┌────────

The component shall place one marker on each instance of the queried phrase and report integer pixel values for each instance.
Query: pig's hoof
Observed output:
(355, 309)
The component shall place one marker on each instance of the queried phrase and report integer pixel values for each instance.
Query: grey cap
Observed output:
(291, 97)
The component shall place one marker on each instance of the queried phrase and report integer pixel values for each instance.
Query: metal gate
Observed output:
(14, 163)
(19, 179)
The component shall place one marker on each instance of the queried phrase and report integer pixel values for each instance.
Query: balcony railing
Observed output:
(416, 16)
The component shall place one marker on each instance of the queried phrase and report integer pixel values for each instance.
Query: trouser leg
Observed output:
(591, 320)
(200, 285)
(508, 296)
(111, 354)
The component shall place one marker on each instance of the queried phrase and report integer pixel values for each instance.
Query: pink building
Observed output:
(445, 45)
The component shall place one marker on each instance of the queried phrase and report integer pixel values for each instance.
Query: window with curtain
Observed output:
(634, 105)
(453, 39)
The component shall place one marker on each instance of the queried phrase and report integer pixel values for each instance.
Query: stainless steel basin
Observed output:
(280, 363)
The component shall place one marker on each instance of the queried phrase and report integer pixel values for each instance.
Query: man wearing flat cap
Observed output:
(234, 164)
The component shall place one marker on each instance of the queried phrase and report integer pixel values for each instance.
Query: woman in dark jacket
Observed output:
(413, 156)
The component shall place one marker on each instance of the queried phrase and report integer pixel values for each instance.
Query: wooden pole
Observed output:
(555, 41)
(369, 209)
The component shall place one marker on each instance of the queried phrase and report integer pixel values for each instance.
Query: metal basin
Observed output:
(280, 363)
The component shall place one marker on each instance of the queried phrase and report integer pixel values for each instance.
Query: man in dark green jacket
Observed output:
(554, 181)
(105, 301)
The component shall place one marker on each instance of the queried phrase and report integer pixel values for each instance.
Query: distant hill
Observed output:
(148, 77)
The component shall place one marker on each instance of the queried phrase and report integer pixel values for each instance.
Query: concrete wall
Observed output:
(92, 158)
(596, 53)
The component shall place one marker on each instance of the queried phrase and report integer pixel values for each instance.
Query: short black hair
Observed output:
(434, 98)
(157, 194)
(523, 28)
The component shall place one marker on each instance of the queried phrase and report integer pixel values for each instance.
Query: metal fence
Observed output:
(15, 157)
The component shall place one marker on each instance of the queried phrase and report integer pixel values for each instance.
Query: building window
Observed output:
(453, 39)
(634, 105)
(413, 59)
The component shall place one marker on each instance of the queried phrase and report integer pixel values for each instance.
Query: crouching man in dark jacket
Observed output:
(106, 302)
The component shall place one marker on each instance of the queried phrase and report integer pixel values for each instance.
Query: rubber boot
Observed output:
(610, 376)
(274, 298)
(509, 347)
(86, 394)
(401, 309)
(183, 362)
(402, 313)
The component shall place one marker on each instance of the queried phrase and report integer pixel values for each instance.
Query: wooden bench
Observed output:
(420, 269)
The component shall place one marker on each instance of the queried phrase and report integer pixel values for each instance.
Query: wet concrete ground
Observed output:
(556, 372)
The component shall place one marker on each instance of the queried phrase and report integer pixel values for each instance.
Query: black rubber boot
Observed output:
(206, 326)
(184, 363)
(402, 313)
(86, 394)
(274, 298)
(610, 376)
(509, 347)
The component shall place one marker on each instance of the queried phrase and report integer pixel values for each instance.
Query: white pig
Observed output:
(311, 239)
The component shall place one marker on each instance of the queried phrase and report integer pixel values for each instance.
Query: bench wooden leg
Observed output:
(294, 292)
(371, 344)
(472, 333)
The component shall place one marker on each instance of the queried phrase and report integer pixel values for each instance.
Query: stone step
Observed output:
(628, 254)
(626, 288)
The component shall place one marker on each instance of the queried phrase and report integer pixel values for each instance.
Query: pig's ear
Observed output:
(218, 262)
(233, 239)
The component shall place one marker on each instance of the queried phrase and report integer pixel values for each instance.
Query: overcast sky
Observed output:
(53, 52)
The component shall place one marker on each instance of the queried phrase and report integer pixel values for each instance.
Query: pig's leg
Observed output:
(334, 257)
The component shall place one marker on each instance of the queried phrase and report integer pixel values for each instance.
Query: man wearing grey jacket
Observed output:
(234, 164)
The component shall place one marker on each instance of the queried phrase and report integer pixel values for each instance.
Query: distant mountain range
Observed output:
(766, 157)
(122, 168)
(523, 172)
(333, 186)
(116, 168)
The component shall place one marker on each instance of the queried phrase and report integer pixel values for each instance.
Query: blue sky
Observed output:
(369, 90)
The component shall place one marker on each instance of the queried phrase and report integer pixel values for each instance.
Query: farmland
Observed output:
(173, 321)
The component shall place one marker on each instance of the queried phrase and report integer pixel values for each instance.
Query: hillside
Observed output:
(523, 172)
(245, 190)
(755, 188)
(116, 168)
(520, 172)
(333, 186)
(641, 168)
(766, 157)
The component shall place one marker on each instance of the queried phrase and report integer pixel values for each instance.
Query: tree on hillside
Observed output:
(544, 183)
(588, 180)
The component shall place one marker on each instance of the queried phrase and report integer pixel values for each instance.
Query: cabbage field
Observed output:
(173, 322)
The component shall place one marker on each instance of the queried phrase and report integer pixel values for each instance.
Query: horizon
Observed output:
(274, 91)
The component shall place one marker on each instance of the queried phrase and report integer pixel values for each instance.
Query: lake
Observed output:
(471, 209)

└────────

> **What the task asks**: Return each line of the records above in which the word "wooden" occurs.

> **Solution for this exercise**:
Query: wooden pole
Query: wooden bench
Query: bench wooden leg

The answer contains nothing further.